Data provided:
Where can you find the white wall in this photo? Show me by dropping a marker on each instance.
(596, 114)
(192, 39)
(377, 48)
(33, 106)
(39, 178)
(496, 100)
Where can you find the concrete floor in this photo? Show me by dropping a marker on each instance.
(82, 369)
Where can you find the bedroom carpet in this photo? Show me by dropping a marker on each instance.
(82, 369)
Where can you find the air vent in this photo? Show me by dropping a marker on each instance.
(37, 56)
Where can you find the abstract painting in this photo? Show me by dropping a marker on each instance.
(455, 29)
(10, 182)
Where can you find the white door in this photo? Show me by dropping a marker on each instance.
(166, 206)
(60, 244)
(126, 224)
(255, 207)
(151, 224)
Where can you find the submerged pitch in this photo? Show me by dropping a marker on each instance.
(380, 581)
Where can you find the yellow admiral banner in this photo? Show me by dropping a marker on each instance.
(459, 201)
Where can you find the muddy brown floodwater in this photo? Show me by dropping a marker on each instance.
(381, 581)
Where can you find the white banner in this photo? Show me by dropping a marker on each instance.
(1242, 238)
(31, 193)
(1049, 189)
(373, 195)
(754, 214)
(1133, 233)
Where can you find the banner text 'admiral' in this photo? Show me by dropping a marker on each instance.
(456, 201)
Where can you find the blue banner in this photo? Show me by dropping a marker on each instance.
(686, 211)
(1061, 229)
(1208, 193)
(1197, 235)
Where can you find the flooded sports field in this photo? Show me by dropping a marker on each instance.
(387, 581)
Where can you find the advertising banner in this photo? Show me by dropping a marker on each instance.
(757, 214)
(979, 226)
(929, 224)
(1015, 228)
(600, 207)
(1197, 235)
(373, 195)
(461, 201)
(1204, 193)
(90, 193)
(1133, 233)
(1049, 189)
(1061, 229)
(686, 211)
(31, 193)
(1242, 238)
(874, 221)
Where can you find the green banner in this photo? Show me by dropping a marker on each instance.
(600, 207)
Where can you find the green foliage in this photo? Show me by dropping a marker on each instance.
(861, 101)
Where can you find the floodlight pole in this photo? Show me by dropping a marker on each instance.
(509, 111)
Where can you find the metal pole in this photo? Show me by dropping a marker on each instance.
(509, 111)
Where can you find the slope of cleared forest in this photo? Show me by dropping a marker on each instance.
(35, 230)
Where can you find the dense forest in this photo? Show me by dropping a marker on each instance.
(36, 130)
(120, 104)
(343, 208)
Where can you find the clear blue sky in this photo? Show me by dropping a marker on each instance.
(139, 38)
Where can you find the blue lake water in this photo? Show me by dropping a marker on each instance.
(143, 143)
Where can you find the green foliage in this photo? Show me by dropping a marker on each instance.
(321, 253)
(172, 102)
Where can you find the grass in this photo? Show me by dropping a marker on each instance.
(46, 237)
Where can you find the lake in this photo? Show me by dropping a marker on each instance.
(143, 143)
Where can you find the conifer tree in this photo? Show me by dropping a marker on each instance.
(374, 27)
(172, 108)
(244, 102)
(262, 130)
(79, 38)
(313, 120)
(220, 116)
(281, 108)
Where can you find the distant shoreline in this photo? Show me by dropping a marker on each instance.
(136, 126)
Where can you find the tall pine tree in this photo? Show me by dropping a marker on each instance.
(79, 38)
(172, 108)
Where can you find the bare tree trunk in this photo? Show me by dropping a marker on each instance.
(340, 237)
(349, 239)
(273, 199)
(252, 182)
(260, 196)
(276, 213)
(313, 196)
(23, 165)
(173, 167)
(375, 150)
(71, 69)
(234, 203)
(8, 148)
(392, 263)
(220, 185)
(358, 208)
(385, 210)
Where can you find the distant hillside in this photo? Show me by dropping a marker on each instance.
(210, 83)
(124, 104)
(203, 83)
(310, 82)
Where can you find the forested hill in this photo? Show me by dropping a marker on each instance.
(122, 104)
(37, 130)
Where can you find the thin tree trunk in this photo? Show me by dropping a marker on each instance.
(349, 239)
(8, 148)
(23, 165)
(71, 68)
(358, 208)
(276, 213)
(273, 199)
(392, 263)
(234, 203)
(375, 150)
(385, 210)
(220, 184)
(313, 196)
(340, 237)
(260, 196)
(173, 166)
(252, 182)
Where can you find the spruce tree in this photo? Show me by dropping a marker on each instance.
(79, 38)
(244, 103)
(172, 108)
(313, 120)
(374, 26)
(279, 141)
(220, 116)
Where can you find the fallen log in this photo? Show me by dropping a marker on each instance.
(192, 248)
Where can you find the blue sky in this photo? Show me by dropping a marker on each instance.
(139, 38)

Task brief: All lines from the one containing "Where can you find the forested" through the final line of the listing above are to be reproduced exactly; include both and add nothing.

Answer box:
Where can you find the forested hill in this photo? Show me by dropping a marker on each instance.
(122, 104)
(37, 130)
Where can you find the thin tree trunk in this photo? Show me by dropping a marker on each instance.
(349, 239)
(8, 148)
(23, 165)
(71, 68)
(358, 208)
(276, 213)
(273, 199)
(392, 263)
(234, 203)
(375, 150)
(385, 210)
(220, 184)
(313, 196)
(340, 237)
(260, 196)
(173, 166)
(252, 182)
Where can you find the spruce tree in this photo? Show me by dropping a marker on each instance.
(79, 38)
(244, 103)
(172, 108)
(313, 120)
(374, 26)
(279, 141)
(220, 116)
Where can you find the fallen log in this photo? Show me by dropping a marker on each instance.
(192, 248)
Where can you find the blue sky in this photo? Show me by dropping a marker on each instance.
(139, 38)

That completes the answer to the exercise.